# EXTRACTED ENTRIES:
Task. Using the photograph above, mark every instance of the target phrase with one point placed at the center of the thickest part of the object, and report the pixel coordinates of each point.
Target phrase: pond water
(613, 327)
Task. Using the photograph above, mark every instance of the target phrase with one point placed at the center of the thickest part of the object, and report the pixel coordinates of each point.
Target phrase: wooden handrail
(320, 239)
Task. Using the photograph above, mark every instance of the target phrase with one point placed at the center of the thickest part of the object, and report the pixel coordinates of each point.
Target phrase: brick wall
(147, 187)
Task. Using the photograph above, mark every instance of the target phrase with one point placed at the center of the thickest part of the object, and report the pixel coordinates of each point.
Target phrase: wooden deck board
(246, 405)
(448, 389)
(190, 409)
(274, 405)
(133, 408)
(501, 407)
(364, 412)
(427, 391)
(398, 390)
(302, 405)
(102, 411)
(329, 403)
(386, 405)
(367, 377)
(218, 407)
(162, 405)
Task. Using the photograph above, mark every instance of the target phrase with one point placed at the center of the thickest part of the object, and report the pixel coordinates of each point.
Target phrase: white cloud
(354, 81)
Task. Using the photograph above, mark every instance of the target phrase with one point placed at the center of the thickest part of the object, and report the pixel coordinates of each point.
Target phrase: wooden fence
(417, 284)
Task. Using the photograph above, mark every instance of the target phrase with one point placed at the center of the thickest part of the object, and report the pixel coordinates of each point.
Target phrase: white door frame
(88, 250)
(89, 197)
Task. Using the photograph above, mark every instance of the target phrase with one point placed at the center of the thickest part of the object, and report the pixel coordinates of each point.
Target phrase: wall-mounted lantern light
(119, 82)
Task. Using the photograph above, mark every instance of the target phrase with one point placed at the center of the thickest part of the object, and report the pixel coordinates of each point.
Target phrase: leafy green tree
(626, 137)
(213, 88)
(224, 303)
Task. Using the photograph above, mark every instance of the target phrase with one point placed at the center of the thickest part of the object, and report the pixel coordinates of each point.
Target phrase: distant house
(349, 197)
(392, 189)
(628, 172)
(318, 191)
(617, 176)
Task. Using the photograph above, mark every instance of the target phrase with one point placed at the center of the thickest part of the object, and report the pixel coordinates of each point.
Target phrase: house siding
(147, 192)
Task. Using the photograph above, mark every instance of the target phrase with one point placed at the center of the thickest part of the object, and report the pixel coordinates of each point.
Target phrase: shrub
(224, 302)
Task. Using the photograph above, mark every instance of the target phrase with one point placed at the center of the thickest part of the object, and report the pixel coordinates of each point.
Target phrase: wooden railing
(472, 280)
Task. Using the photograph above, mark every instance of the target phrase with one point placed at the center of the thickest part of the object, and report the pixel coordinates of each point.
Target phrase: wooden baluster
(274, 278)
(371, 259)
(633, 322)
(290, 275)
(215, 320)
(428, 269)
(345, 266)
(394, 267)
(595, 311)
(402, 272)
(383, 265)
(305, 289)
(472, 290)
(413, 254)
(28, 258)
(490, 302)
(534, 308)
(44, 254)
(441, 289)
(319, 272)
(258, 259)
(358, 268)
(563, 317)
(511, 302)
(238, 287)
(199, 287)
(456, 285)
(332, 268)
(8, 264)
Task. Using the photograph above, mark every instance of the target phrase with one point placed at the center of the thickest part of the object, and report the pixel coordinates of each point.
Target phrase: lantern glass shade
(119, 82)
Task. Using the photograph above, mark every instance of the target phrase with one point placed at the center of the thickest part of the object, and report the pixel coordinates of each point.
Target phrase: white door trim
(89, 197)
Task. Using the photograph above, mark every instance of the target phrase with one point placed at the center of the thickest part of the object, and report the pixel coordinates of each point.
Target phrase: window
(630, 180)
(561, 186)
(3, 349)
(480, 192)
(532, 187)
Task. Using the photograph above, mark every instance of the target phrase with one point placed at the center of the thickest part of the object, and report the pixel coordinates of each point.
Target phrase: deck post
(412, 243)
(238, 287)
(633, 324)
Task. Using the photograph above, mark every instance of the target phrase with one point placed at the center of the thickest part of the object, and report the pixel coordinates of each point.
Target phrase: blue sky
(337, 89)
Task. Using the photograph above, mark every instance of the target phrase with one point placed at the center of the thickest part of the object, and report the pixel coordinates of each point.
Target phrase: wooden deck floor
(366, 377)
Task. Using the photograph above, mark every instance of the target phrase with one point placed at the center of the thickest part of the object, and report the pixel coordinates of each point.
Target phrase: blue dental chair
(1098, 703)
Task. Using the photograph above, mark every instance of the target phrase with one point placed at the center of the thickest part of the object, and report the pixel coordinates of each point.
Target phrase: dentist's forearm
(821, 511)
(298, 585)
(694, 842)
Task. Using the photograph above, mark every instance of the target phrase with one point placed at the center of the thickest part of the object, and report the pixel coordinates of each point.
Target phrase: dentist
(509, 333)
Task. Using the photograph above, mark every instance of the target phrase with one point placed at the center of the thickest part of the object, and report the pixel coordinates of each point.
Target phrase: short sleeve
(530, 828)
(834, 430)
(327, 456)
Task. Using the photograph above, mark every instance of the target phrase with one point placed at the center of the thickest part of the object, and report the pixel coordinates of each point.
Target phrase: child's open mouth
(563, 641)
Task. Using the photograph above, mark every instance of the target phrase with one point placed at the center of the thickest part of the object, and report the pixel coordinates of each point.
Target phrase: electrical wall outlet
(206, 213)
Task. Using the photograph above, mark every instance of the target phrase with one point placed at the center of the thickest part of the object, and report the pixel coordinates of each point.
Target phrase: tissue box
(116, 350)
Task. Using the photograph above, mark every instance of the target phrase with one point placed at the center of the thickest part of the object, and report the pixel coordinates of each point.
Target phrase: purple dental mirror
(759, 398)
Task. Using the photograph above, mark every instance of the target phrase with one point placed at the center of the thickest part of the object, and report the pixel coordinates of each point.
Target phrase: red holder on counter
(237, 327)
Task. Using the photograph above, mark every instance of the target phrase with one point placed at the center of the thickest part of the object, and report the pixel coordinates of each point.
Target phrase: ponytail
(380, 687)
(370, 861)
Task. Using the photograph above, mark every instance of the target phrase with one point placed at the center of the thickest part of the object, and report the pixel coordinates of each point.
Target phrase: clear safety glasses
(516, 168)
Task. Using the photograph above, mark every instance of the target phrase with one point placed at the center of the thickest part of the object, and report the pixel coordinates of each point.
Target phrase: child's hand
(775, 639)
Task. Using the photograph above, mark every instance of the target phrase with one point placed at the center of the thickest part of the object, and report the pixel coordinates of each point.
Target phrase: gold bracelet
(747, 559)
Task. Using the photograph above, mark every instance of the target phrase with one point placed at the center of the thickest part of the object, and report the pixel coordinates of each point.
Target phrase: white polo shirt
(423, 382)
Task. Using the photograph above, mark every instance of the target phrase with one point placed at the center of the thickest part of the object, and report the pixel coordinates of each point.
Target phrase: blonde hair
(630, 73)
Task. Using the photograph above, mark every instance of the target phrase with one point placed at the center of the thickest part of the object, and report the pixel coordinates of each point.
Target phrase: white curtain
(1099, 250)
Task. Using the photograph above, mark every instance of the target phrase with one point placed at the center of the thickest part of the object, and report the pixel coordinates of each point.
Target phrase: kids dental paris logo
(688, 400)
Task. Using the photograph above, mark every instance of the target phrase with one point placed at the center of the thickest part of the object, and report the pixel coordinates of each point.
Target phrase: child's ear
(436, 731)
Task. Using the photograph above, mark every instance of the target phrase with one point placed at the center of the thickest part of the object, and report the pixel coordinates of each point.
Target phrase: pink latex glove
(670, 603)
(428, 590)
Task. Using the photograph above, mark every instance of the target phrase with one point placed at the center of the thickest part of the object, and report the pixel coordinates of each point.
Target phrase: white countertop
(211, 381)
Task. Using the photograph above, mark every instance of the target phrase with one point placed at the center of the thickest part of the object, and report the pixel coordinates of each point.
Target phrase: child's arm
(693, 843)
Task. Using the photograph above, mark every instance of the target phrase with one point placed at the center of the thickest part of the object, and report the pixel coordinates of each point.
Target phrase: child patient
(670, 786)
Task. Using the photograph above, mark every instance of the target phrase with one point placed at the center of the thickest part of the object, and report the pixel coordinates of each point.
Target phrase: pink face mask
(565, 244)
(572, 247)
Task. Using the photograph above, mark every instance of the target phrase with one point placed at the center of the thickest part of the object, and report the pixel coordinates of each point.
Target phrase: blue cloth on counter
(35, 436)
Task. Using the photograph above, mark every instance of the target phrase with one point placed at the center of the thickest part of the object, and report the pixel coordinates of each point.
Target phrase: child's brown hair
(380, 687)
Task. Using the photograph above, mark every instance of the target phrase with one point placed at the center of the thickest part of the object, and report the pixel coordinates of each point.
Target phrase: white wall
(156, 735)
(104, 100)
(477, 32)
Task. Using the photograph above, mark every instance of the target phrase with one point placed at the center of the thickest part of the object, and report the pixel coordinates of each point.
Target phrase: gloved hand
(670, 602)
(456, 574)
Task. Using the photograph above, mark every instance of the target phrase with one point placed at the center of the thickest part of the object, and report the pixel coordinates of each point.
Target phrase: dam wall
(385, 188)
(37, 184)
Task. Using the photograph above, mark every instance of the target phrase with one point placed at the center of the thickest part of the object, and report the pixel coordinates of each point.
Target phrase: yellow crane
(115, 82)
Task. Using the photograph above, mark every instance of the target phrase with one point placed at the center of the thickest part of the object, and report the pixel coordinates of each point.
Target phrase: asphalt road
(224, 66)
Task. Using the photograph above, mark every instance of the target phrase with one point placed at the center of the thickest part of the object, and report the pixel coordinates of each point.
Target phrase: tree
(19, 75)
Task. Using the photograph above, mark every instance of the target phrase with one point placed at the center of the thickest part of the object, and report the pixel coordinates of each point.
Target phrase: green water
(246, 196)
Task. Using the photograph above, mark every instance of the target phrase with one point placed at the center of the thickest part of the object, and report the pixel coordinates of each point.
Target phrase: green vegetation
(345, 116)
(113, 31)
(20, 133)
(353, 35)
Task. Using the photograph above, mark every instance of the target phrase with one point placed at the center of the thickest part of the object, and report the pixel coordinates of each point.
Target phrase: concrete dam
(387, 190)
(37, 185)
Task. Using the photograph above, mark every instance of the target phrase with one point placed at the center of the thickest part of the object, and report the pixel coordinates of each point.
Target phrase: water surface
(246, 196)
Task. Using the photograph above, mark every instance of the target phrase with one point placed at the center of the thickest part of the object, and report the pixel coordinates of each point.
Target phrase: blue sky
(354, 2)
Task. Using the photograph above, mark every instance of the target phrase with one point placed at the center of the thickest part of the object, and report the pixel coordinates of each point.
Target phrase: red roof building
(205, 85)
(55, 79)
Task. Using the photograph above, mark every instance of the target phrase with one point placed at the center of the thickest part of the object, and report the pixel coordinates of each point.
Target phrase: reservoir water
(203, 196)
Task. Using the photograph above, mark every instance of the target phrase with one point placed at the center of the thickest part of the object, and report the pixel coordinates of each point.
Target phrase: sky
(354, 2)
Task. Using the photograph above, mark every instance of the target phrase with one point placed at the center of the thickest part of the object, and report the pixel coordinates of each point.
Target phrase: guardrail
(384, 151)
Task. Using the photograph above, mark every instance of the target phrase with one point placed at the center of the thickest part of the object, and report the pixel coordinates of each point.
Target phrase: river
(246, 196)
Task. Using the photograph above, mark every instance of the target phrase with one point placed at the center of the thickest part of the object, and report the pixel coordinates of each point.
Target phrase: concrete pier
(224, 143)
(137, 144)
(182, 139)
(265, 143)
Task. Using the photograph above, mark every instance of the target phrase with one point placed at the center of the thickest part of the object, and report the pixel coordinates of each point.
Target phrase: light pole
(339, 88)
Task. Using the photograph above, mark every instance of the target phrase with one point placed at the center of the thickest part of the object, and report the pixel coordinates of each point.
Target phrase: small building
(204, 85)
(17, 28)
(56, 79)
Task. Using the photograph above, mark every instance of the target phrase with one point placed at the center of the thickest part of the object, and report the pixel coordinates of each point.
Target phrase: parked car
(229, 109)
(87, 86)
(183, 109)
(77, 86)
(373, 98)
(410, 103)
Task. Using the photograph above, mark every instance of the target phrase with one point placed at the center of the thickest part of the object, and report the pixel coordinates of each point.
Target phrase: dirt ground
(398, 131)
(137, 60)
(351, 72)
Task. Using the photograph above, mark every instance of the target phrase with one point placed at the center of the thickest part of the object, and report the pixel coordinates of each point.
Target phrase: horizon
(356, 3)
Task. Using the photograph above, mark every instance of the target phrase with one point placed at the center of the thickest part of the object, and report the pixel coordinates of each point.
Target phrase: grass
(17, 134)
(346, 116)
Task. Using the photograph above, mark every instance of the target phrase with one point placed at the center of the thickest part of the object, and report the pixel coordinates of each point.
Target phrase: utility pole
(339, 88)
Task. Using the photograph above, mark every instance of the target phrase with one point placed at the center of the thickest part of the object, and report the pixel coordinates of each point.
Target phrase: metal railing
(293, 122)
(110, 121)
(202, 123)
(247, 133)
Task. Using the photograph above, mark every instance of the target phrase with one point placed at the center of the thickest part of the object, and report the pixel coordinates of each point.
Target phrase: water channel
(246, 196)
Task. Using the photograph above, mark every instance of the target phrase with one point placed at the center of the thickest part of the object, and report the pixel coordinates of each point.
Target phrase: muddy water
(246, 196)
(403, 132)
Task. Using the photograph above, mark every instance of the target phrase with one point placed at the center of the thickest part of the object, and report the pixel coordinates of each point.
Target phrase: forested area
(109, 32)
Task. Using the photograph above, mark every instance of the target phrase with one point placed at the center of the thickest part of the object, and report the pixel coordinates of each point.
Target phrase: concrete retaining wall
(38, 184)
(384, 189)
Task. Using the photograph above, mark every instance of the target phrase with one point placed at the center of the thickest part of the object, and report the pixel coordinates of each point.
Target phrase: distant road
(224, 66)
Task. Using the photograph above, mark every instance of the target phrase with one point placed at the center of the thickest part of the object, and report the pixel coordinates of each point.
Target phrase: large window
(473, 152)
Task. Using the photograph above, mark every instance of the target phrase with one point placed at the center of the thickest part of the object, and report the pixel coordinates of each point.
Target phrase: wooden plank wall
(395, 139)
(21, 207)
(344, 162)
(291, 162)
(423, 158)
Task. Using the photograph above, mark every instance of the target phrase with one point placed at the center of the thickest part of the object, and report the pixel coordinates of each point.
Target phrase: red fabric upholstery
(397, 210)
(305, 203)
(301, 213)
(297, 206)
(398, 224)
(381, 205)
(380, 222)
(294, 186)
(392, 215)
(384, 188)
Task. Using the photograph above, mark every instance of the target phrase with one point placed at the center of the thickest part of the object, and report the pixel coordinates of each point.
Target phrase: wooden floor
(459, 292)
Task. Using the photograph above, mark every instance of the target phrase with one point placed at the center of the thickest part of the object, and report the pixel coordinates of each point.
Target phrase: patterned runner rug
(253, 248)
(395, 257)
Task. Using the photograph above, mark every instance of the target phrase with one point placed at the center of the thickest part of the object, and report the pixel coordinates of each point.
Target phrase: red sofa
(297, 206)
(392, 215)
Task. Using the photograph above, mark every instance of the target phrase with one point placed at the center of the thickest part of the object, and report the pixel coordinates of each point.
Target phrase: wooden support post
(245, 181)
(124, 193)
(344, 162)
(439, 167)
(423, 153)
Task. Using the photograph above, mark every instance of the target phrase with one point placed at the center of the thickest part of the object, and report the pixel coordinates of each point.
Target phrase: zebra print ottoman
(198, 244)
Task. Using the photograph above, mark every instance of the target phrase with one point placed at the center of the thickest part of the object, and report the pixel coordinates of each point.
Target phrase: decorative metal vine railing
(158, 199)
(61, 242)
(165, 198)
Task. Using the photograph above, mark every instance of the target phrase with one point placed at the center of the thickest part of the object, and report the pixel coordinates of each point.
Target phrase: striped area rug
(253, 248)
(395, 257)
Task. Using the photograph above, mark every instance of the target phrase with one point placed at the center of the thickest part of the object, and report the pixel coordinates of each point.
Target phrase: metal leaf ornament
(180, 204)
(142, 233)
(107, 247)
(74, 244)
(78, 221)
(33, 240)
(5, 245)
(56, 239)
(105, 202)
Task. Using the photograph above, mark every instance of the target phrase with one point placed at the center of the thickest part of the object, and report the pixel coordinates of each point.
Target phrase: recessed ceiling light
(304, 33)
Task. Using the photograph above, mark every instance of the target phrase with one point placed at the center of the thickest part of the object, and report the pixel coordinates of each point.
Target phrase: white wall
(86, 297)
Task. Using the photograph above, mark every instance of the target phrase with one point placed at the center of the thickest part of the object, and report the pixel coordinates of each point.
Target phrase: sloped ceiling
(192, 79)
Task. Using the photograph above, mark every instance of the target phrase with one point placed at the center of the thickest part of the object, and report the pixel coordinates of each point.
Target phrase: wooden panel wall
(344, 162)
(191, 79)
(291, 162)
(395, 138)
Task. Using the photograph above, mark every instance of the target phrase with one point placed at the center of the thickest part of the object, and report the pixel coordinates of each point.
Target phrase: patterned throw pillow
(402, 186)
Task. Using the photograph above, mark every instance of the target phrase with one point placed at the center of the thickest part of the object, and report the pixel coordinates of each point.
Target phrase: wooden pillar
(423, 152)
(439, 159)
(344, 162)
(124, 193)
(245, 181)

# WHAT YOU NEED TO DO:
Which lines in the items above contain the string "dentist"? Copy each of them in full, matching case exactly.

# ANSWER FOR THE TASK:
Target phrase: dentist's forearm
Target phrase: dentist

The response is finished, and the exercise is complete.